START

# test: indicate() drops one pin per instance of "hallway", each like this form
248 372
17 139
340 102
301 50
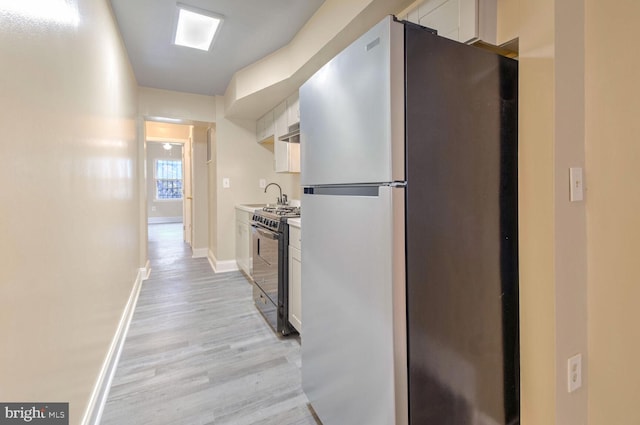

END

= WORK REQUIRED =
Count the lines of the data above that contain the string "instance", matching case exactly, and give only the number.

= REPLY =
1